# Is copying a good practice?



## brandy20 (15 Dec 2010)

It depends, you might say...If you love SketchUp like I do, you can take a look at this topic and see why copying with SketchUp is a good practice.

http://www.sketchupwoodplans.com/2010/1 ... ou-part-1/


----------



## barkwindjammer (15 Dec 2010)

Ciao Luca, very usefull lesson there, I've just started using Sketchup and appreciate maestros passing on their skill like this,


----------



## Jacob (15 Dec 2010)

Deleted - I had missed the point and answered another question. :roll:


----------



## SketchUp Guru (15 Dec 2010)

Jacob, I think you missed the point of the post. 

Good work, Luca.

As an example to how powerful copying components and flipping them is, this morning I was working on a large desk model for a client. It has two nearly identical pedestals although the right one is a mirror of the left. The client wanted the drawers made made wider and to change the inset doors and drawers to overlay. Since I had made components (instead of groups), copied and flipped them to make the opposite pedestal, editing both pedestals was quick and easy. And because the use of components and flipping copies is part of my standard practice, I don't even have to think twice about whether everything that needs to be edited is.


----------



## brandy20 (15 Dec 2010)

Thank you all!

Jacob, the topic is on using component properties in SketchUp to speed up the drawing process, as my friend Dave explained in his example.

* _INSTRUCTION A_: Gather every row below that contains the word "leaf", matching its case exactly.
* _INSTRUCTION B_: Carry on the SketchUp copying thread above from the point where it stops.

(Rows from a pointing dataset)

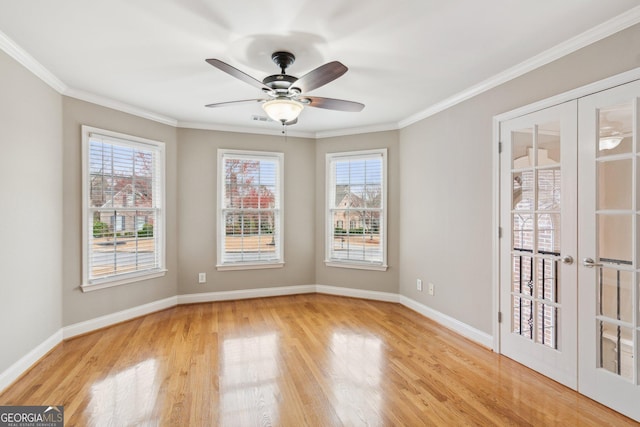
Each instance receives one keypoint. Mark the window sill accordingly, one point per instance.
(111, 282)
(357, 266)
(248, 266)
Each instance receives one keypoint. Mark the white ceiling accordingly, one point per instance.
(405, 57)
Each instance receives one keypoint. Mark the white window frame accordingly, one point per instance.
(330, 188)
(221, 265)
(89, 283)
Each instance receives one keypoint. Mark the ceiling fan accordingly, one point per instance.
(286, 94)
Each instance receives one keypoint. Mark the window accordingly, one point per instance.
(249, 209)
(123, 208)
(356, 198)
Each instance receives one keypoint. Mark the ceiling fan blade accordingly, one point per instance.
(232, 71)
(229, 103)
(320, 76)
(334, 104)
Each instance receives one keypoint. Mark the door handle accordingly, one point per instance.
(590, 263)
(567, 259)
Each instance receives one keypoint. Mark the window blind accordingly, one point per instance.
(250, 228)
(356, 207)
(123, 197)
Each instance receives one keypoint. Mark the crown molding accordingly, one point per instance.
(355, 131)
(597, 33)
(120, 106)
(29, 62)
(275, 131)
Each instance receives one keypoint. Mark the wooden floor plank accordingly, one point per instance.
(304, 360)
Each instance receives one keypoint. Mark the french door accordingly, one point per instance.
(570, 250)
(538, 303)
(609, 249)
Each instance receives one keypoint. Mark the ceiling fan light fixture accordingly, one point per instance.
(609, 143)
(283, 110)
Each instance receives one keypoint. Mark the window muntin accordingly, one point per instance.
(250, 214)
(356, 209)
(123, 213)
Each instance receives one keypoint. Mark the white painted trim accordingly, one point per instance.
(245, 294)
(356, 131)
(356, 265)
(455, 325)
(114, 318)
(582, 91)
(495, 237)
(29, 62)
(24, 363)
(274, 131)
(599, 32)
(607, 83)
(119, 106)
(358, 293)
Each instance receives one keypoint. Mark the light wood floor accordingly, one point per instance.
(313, 360)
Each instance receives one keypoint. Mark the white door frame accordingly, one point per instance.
(577, 93)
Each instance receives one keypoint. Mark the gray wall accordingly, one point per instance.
(386, 281)
(440, 201)
(79, 306)
(30, 213)
(446, 180)
(197, 204)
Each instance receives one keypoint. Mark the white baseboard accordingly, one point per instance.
(357, 293)
(25, 362)
(245, 294)
(455, 325)
(18, 368)
(120, 316)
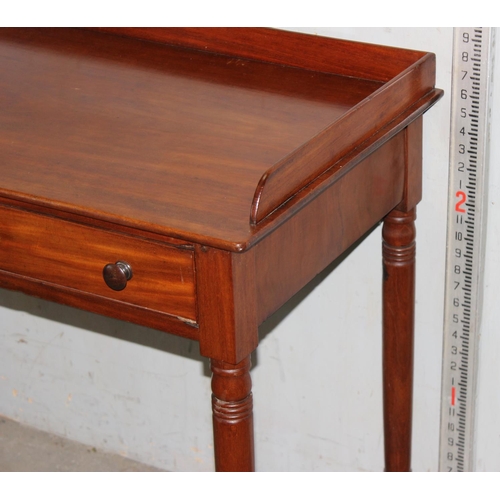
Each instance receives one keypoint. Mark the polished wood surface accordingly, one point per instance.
(192, 180)
(399, 296)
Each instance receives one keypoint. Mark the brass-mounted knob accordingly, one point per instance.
(116, 275)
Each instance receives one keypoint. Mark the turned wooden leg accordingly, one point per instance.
(398, 314)
(232, 416)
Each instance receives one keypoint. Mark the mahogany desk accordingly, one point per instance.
(193, 180)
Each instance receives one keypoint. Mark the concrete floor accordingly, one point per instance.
(24, 449)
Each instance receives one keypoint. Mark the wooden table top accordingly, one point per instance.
(147, 135)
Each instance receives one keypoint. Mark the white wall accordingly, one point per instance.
(317, 374)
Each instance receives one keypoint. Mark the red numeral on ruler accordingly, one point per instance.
(462, 199)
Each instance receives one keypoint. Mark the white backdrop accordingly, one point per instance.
(317, 372)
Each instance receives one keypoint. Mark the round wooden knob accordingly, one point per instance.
(116, 275)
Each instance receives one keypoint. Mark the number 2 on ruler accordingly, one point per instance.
(462, 199)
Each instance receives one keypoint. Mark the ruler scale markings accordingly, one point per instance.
(471, 77)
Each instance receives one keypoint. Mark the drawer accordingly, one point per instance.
(73, 255)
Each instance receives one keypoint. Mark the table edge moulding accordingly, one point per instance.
(192, 180)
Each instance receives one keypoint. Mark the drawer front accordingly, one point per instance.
(74, 256)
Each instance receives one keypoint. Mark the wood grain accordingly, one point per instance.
(70, 255)
(398, 323)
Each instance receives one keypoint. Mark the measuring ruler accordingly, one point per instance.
(467, 204)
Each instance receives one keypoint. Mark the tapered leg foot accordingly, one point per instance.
(398, 317)
(232, 416)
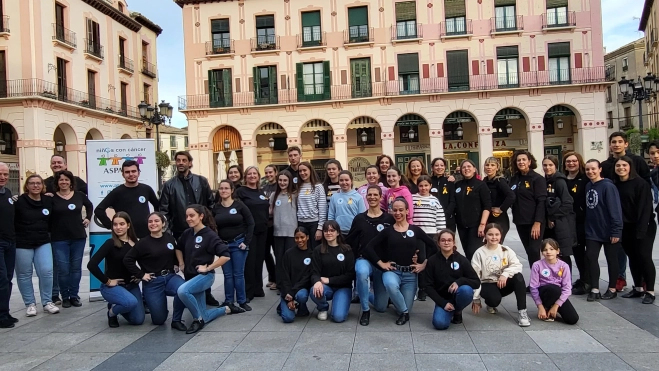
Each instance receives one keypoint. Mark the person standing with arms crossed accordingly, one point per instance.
(181, 191)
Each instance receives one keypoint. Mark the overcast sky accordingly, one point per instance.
(620, 22)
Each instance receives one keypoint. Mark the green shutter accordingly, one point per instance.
(406, 11)
(408, 63)
(358, 16)
(327, 81)
(454, 8)
(299, 74)
(559, 50)
(507, 52)
(310, 19)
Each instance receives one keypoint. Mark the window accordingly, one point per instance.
(559, 63)
(457, 67)
(406, 20)
(507, 63)
(265, 85)
(408, 73)
(220, 93)
(311, 28)
(313, 81)
(358, 24)
(504, 12)
(221, 36)
(265, 32)
(456, 22)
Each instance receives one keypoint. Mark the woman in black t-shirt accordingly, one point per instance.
(122, 292)
(235, 226)
(68, 237)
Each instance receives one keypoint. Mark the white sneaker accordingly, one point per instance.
(50, 308)
(31, 310)
(523, 318)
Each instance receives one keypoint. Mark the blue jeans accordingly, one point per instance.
(193, 295)
(461, 299)
(234, 274)
(379, 298)
(42, 259)
(302, 296)
(401, 287)
(340, 302)
(68, 260)
(155, 294)
(125, 300)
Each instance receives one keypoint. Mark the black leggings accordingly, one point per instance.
(639, 252)
(492, 294)
(592, 255)
(549, 294)
(531, 246)
(470, 240)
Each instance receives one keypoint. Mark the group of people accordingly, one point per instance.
(388, 242)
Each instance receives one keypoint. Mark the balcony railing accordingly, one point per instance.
(219, 47)
(41, 88)
(94, 48)
(265, 43)
(149, 69)
(358, 34)
(311, 39)
(558, 20)
(431, 85)
(126, 64)
(507, 24)
(406, 31)
(64, 35)
(456, 28)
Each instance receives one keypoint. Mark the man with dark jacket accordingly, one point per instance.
(178, 193)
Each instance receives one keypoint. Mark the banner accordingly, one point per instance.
(104, 159)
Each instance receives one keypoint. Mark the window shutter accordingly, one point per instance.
(454, 8)
(310, 19)
(408, 63)
(327, 81)
(358, 16)
(219, 25)
(406, 11)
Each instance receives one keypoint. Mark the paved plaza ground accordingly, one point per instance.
(621, 334)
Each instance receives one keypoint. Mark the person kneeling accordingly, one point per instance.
(451, 281)
(551, 285)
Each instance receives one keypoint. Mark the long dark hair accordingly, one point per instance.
(130, 232)
(208, 219)
(324, 247)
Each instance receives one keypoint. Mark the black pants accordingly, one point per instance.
(592, 255)
(639, 252)
(549, 294)
(269, 259)
(254, 265)
(470, 240)
(531, 246)
(492, 294)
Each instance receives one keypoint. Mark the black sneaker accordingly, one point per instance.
(365, 318)
(608, 295)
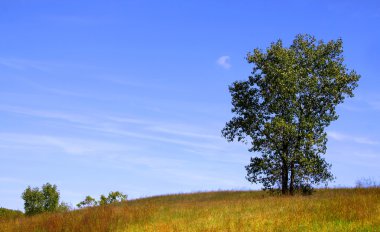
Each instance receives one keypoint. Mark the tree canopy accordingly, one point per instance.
(284, 107)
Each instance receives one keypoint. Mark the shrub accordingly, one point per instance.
(38, 201)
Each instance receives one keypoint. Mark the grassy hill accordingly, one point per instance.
(326, 210)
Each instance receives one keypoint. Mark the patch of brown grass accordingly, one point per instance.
(325, 210)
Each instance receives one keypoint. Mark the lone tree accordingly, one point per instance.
(283, 108)
(38, 201)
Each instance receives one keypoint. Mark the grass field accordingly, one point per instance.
(326, 210)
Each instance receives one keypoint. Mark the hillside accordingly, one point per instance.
(325, 210)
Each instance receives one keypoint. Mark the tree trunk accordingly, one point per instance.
(291, 187)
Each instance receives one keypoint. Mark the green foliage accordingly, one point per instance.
(9, 213)
(87, 202)
(33, 201)
(51, 197)
(113, 197)
(38, 201)
(64, 207)
(283, 108)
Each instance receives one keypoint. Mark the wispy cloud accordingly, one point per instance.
(224, 62)
(120, 126)
(24, 64)
(349, 138)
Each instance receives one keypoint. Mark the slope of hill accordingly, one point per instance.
(325, 210)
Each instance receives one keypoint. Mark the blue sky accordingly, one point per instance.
(97, 96)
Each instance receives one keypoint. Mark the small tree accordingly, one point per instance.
(283, 108)
(33, 201)
(51, 197)
(87, 202)
(113, 197)
(38, 201)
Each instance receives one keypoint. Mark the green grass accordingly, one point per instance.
(325, 210)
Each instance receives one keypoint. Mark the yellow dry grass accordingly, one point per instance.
(325, 210)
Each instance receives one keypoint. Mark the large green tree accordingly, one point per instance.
(284, 107)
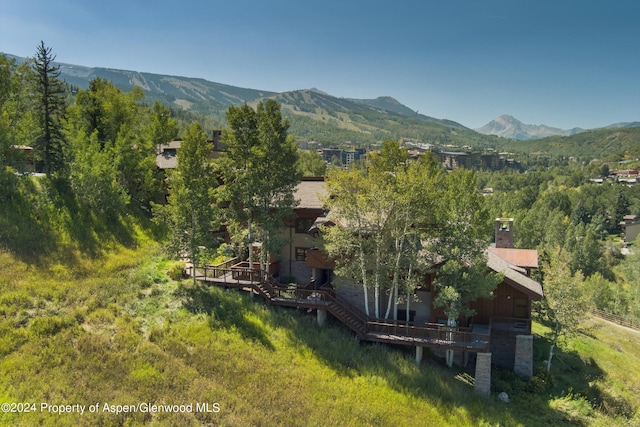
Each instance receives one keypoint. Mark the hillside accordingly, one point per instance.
(90, 314)
(604, 144)
(318, 116)
(509, 127)
(117, 331)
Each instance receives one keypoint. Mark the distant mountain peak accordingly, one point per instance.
(508, 126)
(316, 90)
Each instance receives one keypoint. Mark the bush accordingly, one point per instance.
(176, 271)
(540, 381)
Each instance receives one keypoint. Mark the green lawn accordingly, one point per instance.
(114, 329)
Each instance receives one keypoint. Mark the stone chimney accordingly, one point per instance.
(504, 232)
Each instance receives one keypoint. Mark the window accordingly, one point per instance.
(301, 254)
(303, 225)
(521, 308)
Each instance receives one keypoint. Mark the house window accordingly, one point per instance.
(303, 225)
(301, 254)
(521, 308)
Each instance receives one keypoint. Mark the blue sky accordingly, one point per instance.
(564, 63)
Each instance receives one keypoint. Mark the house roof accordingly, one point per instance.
(310, 194)
(167, 160)
(514, 277)
(527, 258)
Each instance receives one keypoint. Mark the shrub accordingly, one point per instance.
(176, 271)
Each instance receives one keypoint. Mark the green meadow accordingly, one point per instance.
(115, 329)
(90, 320)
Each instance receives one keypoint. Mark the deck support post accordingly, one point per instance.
(523, 363)
(482, 384)
(321, 316)
(418, 354)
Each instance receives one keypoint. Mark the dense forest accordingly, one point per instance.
(87, 285)
(96, 147)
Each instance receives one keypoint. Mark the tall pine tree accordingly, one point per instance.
(49, 144)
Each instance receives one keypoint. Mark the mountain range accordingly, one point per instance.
(314, 114)
(509, 127)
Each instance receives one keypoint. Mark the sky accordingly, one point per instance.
(563, 63)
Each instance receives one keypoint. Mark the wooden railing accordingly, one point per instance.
(510, 325)
(434, 334)
(623, 321)
(325, 298)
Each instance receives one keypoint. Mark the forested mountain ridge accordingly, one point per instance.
(313, 114)
(508, 126)
(318, 116)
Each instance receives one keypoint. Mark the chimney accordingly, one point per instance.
(504, 232)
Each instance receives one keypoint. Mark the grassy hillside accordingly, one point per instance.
(115, 329)
(88, 315)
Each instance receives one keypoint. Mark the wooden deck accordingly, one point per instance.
(385, 331)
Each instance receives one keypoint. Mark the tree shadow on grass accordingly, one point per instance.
(394, 366)
(226, 310)
(578, 377)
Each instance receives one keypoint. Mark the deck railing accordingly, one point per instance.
(623, 321)
(325, 298)
(510, 325)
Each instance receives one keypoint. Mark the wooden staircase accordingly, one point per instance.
(325, 298)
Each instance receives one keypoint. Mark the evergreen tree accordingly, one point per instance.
(191, 213)
(565, 300)
(49, 145)
(459, 248)
(261, 174)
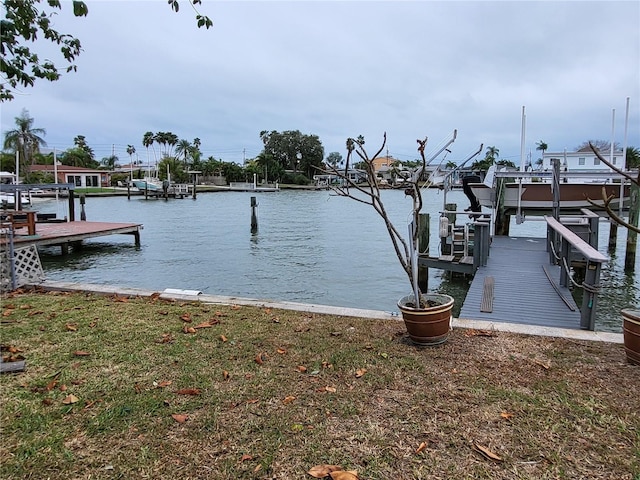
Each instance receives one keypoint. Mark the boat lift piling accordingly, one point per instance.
(254, 215)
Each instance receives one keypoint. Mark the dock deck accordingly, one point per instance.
(69, 233)
(514, 287)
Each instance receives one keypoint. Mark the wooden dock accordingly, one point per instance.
(519, 285)
(65, 234)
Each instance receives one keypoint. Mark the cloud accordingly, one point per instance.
(337, 69)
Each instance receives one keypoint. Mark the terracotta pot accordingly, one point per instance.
(631, 328)
(430, 325)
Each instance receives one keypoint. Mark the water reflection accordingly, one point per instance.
(309, 247)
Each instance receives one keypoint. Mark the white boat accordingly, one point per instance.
(149, 184)
(526, 194)
(8, 199)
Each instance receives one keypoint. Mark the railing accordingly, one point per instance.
(560, 241)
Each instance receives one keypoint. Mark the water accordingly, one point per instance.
(311, 247)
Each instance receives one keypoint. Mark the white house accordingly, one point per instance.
(583, 160)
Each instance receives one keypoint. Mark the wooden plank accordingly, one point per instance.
(522, 292)
(486, 304)
(578, 243)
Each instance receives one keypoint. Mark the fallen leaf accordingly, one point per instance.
(344, 475)
(180, 418)
(189, 391)
(321, 471)
(472, 332)
(488, 453)
(69, 399)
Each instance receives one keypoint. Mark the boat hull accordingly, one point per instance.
(539, 196)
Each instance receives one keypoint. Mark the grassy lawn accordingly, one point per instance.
(124, 388)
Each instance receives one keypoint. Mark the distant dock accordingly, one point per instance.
(69, 234)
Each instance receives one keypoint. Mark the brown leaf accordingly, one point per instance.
(344, 475)
(189, 391)
(180, 418)
(487, 453)
(321, 471)
(472, 332)
(69, 399)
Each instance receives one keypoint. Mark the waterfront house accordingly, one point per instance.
(79, 176)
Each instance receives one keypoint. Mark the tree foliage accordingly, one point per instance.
(24, 22)
(292, 150)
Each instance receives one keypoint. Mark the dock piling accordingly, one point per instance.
(254, 215)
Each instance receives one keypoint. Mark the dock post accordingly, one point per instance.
(72, 206)
(590, 296)
(254, 215)
(632, 237)
(613, 235)
(423, 249)
(83, 215)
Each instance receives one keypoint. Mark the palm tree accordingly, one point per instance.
(542, 146)
(25, 139)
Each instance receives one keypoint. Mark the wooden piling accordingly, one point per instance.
(254, 215)
(423, 249)
(632, 237)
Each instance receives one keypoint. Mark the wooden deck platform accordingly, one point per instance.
(519, 285)
(65, 234)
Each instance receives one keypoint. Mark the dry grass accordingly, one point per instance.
(275, 393)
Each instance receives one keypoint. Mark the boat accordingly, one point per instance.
(8, 199)
(152, 185)
(533, 191)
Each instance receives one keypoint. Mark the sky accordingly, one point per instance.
(339, 69)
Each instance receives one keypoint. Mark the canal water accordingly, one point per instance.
(311, 247)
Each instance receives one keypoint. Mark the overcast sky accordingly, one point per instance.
(337, 69)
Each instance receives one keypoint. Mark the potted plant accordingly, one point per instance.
(427, 316)
(630, 316)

* _ANSWER A_:
Each instance receives one keypoint. Mark the fallen leaf accordingly, one point per instance.
Each instance receives one keypoint. Mark the brown leaf accordingly, one point per instance.

* _ANSWER B_:
----------



## barkwindjammer (15 Dec 2010)

So, you've made a component pair and you only want to change 1 instance what would you do then ? :?

and also, how do you get a 'pic' of your sketchup drawing onto the forum posts ?


----------



## SketchUp Guru (15 Dec 2010)

If you don't want to edit both components, Right click on one of them and Select Make Unique. This also can be used on multiples. So in the case of a table where the legs start out as identical but later need different treatment (i.e. mortises) select the front or back pair and make them unique to break their relationship with the unselected pair.

As to images, Go to File>Export and export a 2D image. Upload that image to your favorite photo album for posting here.

With no intention of detracting from Luca's tutorial, you might take a look at the videos here and here to see some flipping in action. And look here to see an example of using Make Unique. I also used it in the second video link to.


----------



## barkwindjammer (15 Dec 2010)

Thanks Dave and Luca-top guys, appreciate the willingness to pass on your expertise with this amazing tool 


Jim


----------



## SketchUp Guru (15 Dec 2010)

Thank you, Jim.

Here's a point I wanted to add: As you are working through a model, don't get in a big rush to use Make Unique. Wait until you really need it. In other words, maintain the relationship between component as long as possible so that changes to components get telegraphed through the model as much as possible. 

Suppose you have a table with tapered or turned legs. Don't split out the fronts and backs until you have the shapes drawn as needed even though the back legs are to be mortised differently than the front ones. Think about how you can save yourself time and reduce possible errors by lumping processes together as you would in the shop.


----------



## brandy20 (16 Dec 2010)

Barkwindjammer, Dave gave you the right answer on how to treat components and their modifications. Just to add a little hint on exporting images, consider the export options before saving, to give the image a proper size.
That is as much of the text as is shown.